This is a continuation of application Ser. No. 866,750, filed Jan. 3, 1978, and now abandoned.

Generally, known processes for solution mining of a mineral in situ utilize an acid or alkaline leach solution for the dissolution of the mineral. An oxidant is injected into the formation along with the leach solution. The mineral is leached from the formation and recovered from a production well via a pregnant leach solution. Various procedures for recovering the mineral from the pregnant leach solution are well known, such as ion exchange.

The method of the present invention is particularly suitable for an aquifer which has been perturbed by the leaching of uranium; however, my invention is not so limited. The following description will be in regard to uranium leached aquifers; however, it is apparent that it is applicable to aquifers perturbed during the leaching of other mineral values such as copper, nickel, vanadium, molybdenum, silver, rhenium, and selenium where similar problems are encountered.

An inherent problem of solution mining uranium via an acid or alkaline solution is the dissolving of other soluble ionic species in addition to uranium causing an increase in the level of total dissolved solids (TDS) in the aquifer fluids. Other soluble ionic species include calcium, iron, magnesium, radium, sodium, chloride, molybdenum, selenium, sulfate, and vanadium. Sources of these ions are: calcite, which dissolves to produce calcium and carbonate or bicarbonate ions; molybdenite, which produces molybdate and sulfate; and iron sulfides (marcasite and pyrite), which produce sulfate as well as both soluble and insoluble iron compounds. If such soluble species are not recovered from the pregnant leach solution during operation, they will continue to accumulate throughout the life of the leaching operation, limited only by their respective saturation maximums. The extent of this accumulation is directly measured by analysis of the TDS level of the aquifer fluid.

Primary anionic constituents of the increased TDS level are bicarbonate, carbonate, chloride and sulfate ions. Each can be present in concentrations of several hundred ppm in a perturbed aquifer fluid. The chloride and sulfate species are extremely stable, and hence, resistant to chemical reduction.

At termination of an in situ uranium solution mining operation, it is necessary to renovate the aquifer fluid to near or at its original conditions for a variety of reasons. Certain of the TDS constituents (contaminants) can be removed via conventional water purification processes. For example, the alkaline metal ions as well as chloride ions can be stripped from the fluid using ion exchange resins; however, the feasibility of such processes is limited by equipment and operating costs. Similarly, sulfate ions can be removed by precipitation of the sulfate ions in an insoluble form, for example, precipitation of insoluble barium sulfate using barium chloride as the precipitating agent. The major drawback to this method is the cost of the precipitating agent. Another renovation scheme would be to pump the contaminated fluid from the reservoir, letting native formation water flow into the contaminated region, and dispose of the contaminated fluid. Studies have shown that more than three times the volume of contaminated fluid must be pumped from the reservoir to insure approaching the original conditions within the contaminated region. The removal of such a potentially large volume of water from an aquifer may not be feasible in many areas. In addition, the removed contaminated fluid must be disposed into deep injection wells or evaporation ponds since state and federal regulatory agencies prohibit the discharge of such waters into surface waters. The costs associated with these two disposal method are substantial. In the present invention, equipment, material, and operating costs are minimized by use of spent ion exchange resin which removes chloride ions species by exchanging with sulfate ions which are then more easily removed by other means.

» **GIVEN DATA**:
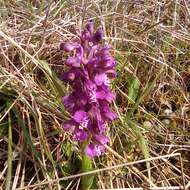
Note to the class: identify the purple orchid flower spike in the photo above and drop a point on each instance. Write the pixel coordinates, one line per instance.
(90, 68)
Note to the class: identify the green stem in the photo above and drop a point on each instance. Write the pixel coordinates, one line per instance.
(87, 180)
(10, 157)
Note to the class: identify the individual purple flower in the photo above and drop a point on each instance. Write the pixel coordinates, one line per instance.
(90, 70)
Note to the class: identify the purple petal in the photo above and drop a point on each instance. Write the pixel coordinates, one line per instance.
(90, 27)
(69, 126)
(108, 113)
(110, 96)
(102, 139)
(68, 46)
(98, 35)
(68, 76)
(80, 135)
(93, 150)
(73, 61)
(80, 116)
(101, 79)
(69, 101)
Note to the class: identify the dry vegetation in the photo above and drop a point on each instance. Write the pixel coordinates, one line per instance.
(151, 43)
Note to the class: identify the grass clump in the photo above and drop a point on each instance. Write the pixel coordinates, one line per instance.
(150, 41)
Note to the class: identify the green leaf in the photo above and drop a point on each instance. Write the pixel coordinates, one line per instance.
(87, 180)
(134, 85)
(10, 154)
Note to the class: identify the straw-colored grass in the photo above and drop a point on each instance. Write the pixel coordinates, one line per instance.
(150, 142)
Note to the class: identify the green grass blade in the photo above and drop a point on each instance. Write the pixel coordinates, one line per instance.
(10, 156)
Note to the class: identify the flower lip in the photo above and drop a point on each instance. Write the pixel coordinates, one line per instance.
(68, 46)
(73, 61)
(90, 67)
(80, 116)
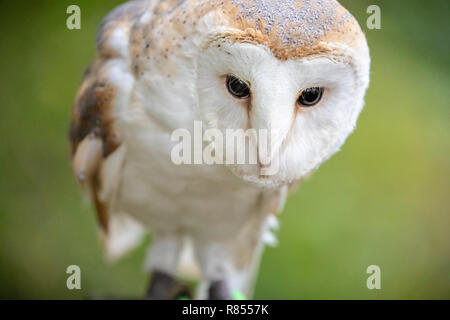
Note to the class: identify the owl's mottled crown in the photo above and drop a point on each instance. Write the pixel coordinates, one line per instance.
(292, 28)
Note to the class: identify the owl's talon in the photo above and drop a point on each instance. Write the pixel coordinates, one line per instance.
(165, 287)
(219, 290)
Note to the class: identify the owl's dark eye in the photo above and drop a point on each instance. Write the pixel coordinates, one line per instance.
(237, 87)
(310, 96)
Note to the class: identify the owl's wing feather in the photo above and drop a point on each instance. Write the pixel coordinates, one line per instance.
(92, 134)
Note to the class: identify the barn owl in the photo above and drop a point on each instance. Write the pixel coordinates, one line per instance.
(298, 68)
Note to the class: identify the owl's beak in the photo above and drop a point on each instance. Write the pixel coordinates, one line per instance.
(271, 123)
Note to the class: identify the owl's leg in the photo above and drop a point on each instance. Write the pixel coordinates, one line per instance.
(228, 269)
(162, 259)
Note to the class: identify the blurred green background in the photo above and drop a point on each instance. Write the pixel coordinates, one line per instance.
(383, 200)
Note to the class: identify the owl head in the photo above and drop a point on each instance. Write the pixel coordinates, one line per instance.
(298, 69)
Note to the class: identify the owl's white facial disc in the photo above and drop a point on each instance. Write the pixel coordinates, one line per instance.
(301, 137)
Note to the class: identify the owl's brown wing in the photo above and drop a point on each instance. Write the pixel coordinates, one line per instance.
(91, 134)
(92, 129)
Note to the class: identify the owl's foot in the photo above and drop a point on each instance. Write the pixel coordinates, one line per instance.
(165, 287)
(219, 290)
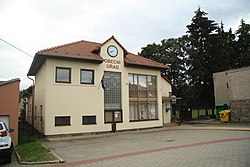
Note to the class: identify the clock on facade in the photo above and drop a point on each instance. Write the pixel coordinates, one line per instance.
(112, 51)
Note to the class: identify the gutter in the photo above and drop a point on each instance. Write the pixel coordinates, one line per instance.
(33, 103)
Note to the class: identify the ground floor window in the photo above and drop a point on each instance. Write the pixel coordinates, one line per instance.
(62, 121)
(88, 120)
(142, 97)
(113, 116)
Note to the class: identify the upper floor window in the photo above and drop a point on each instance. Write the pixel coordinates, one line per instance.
(63, 75)
(87, 76)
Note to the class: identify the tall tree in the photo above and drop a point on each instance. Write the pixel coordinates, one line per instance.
(201, 33)
(243, 45)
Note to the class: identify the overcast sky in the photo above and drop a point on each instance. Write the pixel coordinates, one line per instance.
(33, 25)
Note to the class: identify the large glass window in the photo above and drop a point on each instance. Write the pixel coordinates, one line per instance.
(88, 120)
(62, 121)
(142, 97)
(63, 75)
(87, 76)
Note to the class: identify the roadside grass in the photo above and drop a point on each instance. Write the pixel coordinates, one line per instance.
(34, 152)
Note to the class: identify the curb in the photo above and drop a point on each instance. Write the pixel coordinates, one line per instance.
(20, 161)
(152, 130)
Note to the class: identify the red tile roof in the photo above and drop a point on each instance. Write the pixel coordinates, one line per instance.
(88, 51)
(81, 49)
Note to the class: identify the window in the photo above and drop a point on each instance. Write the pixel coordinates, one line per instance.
(87, 76)
(63, 75)
(113, 116)
(62, 121)
(88, 120)
(142, 97)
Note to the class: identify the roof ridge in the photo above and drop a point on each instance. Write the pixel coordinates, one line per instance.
(67, 44)
(146, 58)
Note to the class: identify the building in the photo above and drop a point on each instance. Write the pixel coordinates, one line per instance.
(232, 87)
(9, 105)
(86, 87)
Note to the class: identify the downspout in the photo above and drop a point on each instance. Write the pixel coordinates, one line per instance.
(33, 103)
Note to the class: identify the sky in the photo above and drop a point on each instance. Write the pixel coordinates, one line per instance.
(33, 25)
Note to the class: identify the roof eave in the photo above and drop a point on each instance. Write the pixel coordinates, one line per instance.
(40, 58)
(130, 64)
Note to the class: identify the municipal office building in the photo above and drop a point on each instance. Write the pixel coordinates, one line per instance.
(88, 87)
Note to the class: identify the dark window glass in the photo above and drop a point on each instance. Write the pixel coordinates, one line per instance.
(62, 121)
(113, 116)
(63, 75)
(88, 120)
(87, 76)
(112, 92)
(142, 97)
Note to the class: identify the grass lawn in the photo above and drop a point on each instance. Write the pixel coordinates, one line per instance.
(34, 152)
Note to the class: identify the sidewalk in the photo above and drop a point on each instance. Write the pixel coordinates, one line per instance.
(191, 125)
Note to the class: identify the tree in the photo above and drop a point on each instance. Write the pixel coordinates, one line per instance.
(243, 45)
(202, 36)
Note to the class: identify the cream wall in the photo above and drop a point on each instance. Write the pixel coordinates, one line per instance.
(221, 91)
(77, 100)
(165, 89)
(40, 98)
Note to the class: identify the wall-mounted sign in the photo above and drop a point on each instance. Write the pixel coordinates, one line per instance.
(112, 51)
(113, 64)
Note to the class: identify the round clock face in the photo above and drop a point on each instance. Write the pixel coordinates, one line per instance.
(112, 51)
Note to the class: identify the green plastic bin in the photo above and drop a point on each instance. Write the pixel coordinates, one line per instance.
(220, 107)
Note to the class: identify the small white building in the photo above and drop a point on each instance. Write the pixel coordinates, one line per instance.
(84, 87)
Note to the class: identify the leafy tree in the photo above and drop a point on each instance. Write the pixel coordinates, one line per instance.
(243, 45)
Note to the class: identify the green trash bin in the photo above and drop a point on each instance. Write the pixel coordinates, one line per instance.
(220, 107)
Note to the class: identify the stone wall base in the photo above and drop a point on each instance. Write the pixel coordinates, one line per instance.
(240, 110)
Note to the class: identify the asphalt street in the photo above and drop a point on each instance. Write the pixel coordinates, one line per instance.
(176, 147)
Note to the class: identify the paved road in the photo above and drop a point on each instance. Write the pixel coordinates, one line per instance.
(179, 148)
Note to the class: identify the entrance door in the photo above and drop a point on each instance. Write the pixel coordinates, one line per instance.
(6, 120)
(112, 97)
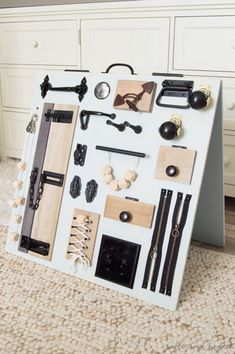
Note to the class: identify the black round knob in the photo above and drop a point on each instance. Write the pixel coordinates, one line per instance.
(168, 130)
(197, 99)
(171, 171)
(124, 216)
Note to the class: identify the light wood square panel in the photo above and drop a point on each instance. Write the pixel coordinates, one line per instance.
(181, 158)
(141, 214)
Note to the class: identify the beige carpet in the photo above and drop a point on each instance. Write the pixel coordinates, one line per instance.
(44, 311)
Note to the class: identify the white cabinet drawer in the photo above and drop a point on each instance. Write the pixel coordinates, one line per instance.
(142, 43)
(18, 87)
(229, 161)
(229, 104)
(14, 129)
(52, 43)
(205, 43)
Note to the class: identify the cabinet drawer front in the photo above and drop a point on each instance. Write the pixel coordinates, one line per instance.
(52, 43)
(229, 103)
(18, 87)
(229, 161)
(142, 43)
(205, 43)
(14, 125)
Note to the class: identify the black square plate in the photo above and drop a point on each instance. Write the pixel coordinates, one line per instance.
(117, 261)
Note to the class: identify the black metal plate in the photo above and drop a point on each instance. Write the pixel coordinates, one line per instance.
(117, 261)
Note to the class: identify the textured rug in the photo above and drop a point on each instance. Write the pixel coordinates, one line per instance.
(43, 311)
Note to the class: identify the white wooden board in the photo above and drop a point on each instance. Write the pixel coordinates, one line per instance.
(197, 133)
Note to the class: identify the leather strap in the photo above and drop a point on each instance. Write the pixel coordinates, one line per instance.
(155, 251)
(38, 164)
(178, 223)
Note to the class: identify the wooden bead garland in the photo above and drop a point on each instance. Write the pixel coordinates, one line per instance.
(116, 184)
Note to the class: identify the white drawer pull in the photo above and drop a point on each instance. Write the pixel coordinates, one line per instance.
(34, 44)
(230, 105)
(226, 160)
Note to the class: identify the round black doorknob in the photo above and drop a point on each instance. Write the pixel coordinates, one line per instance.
(168, 130)
(171, 171)
(124, 216)
(197, 99)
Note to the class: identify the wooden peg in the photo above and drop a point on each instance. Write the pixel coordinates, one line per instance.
(12, 203)
(22, 166)
(17, 219)
(17, 184)
(20, 201)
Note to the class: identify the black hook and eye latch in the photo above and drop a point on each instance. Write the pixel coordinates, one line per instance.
(59, 116)
(80, 90)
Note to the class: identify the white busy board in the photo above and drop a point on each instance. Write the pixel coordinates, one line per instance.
(198, 174)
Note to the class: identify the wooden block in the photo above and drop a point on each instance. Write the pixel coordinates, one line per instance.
(94, 217)
(182, 159)
(56, 160)
(145, 104)
(141, 214)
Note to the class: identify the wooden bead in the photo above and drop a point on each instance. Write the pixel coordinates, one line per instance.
(14, 236)
(81, 219)
(114, 185)
(108, 178)
(106, 170)
(20, 201)
(22, 166)
(124, 184)
(12, 203)
(17, 219)
(17, 184)
(130, 176)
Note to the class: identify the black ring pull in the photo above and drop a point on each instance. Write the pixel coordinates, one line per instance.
(120, 64)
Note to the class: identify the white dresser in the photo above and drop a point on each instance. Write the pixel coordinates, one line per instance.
(152, 36)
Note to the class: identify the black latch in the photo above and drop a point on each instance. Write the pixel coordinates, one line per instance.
(36, 246)
(56, 179)
(175, 88)
(80, 154)
(59, 116)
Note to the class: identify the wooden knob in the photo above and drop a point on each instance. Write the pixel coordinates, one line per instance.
(106, 170)
(171, 171)
(34, 44)
(108, 178)
(14, 236)
(124, 184)
(12, 203)
(22, 166)
(20, 201)
(114, 185)
(125, 216)
(130, 176)
(17, 184)
(17, 219)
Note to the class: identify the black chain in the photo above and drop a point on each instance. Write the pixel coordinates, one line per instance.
(33, 179)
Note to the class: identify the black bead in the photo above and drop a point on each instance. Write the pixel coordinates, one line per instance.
(168, 130)
(197, 100)
(124, 216)
(171, 171)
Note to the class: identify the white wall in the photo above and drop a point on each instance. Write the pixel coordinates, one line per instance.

» **PROBLEM SET**:
1) Extract from the patent text on solution mining the passage between "Primary anionic constituents" and "to chemical reduction.", inclusive.
2) Write the next part of the patent text on solution mining, picking up after its last sentence.

» **RESULTS OF THE TASKS**:
1)
Primary anionic constituents of the increased TDS level are bicarbonate, carbonate, chloride and sulfate ions. Each can be present in concentrations of several hundred ppm in a perturbed aquifer fluid. The chloride and sulfate species are extremely stable, and hence, resistant to chemical reduction.

2)
During the course of an in situ uranium solution mining operation, two major perturbations are inflicted upon the aquifer. Renovation of a leach reservoir to its original state is contingent upon reversal of these perturbations which are: (1) the change of the aquifer from a reduced to an oxidized state and (2) the increase of the TDS level of the aquifer from a nominal 1,000 ppm to several thousand ppm. Therefore, there is needed a method whereby these perturbations are reversed and a leached aquifer renovated to its original state for the long term.

Therefore, it is an object of the present invention to provide a method for the renovation of leached aquifers.

A further object of the present invention is to provide a method for the renovation of leached aquifers having high TDS levels in the fluids therein.

It is an additional objective of the present invention to provide a method for the renovation of a leached aquifer through the utilization of spent ion exchange resin to decrease the level of TDS present therein.

Other objects, aspects, and several advantages of the present invention will become apparent upon a further reading of this disclosure and the appended claims.

It has now been found that the objects of the present invention can be attained by contacting spent ion exchange resin from the uranium separation step of a recovery operation with the fluid from an aquifer which has been leached of its recoverable uranium.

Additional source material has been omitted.